→ **BRIEF**: All of the entries should be written out again exactly.

= = = = =

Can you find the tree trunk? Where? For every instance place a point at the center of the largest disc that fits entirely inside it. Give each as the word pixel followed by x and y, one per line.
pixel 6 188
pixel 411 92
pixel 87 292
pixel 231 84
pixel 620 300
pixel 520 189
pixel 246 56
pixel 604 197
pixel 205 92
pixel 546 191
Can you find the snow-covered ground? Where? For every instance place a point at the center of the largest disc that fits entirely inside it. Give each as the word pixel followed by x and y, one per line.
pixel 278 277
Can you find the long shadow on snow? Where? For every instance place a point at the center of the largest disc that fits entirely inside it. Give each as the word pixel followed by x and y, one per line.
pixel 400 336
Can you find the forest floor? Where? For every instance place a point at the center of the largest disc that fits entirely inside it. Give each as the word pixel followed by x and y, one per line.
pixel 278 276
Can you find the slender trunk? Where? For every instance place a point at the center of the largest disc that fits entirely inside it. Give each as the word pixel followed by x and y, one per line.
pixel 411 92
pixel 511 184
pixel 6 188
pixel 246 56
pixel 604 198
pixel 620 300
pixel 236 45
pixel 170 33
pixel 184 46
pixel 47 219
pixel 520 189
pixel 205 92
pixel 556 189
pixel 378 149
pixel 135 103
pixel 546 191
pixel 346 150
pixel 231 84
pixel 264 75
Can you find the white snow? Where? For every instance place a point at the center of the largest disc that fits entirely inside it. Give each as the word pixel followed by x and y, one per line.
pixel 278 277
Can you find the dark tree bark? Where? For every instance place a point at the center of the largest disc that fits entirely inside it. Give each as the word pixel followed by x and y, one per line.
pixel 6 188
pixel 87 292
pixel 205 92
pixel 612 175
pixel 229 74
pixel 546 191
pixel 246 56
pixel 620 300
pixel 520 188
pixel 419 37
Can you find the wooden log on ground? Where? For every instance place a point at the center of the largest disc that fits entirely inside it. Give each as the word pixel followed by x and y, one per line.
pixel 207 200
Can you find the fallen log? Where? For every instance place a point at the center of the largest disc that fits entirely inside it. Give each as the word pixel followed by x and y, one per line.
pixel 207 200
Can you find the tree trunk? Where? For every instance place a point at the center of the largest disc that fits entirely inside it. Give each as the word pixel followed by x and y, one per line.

= = = = =

→ **EXPECTED ANSWER**:
Can you find the tree trunk? Where? For every instance place a point at the center of the largest disc that fits entirely inside it. Give each as the word pixel followed by x and y, one per line.
pixel 6 188
pixel 411 92
pixel 87 292
pixel 231 84
pixel 620 300
pixel 520 189
pixel 246 56
pixel 604 197
pixel 205 92
pixel 546 191
Can you find the snow-covered ground? Where? For every instance place a point at the center of the largest disc that fits entirely inside it. Give each as the word pixel followed by x and y, one per line.
pixel 278 277
Can you find the long shadow on snow? Where? For every instance place a point at the center of the largest disc that fits entirely inside it. Give each as the word pixel followed by x and y, one per line.
pixel 400 336
Can you find the forest floor? Where? For every instance place a point at the center of the largest disc that fits entirely inside it. Give each as the word pixel followed by x and y, one per line.
pixel 278 276
Can you find the slender trunk? Where? For every instance place a point at the center of the largest disc that fits entirely inside it. Give each as the word pixel followed by x and y, one per line.
pixel 411 92
pixel 511 184
pixel 6 188
pixel 246 56
pixel 604 198
pixel 620 300
pixel 236 45
pixel 170 33
pixel 184 46
pixel 47 219
pixel 520 189
pixel 205 92
pixel 556 189
pixel 378 149
pixel 135 103
pixel 546 191
pixel 346 150
pixel 231 84
pixel 264 75
Can you find the white snow? Where? For every instance place a point at the center of the largest disc that fits entirely inside it. Give each as the word pixel followed by x and y, one per line.
pixel 278 277
Can you find the dark tree bark? Where? For every instance place a point at the center of the largest disc that fits entirely inside it. Give each as the word pixel followed by x and y, one per line.
pixel 6 188
pixel 87 292
pixel 205 92
pixel 612 175
pixel 229 74
pixel 546 191
pixel 246 56
pixel 620 300
pixel 520 188
pixel 419 37
Can you find the wooden log on ground? Where? For every instance place a point at the center of the largest disc that fits entirely inside it. Give each as the word pixel followed by x and y, one per line.
pixel 207 200
Can you find the fallen log? Where? For every instance place a point at the center of the largest disc that fits entirely inside it. Give each as the word pixel followed by x and y, one per line.
pixel 207 200
Can you find the tree trunk? Where? For every instance place a point at the center of the largest disc that fits entirely inside it. Give each as the word pixel followed by x and y, one per line.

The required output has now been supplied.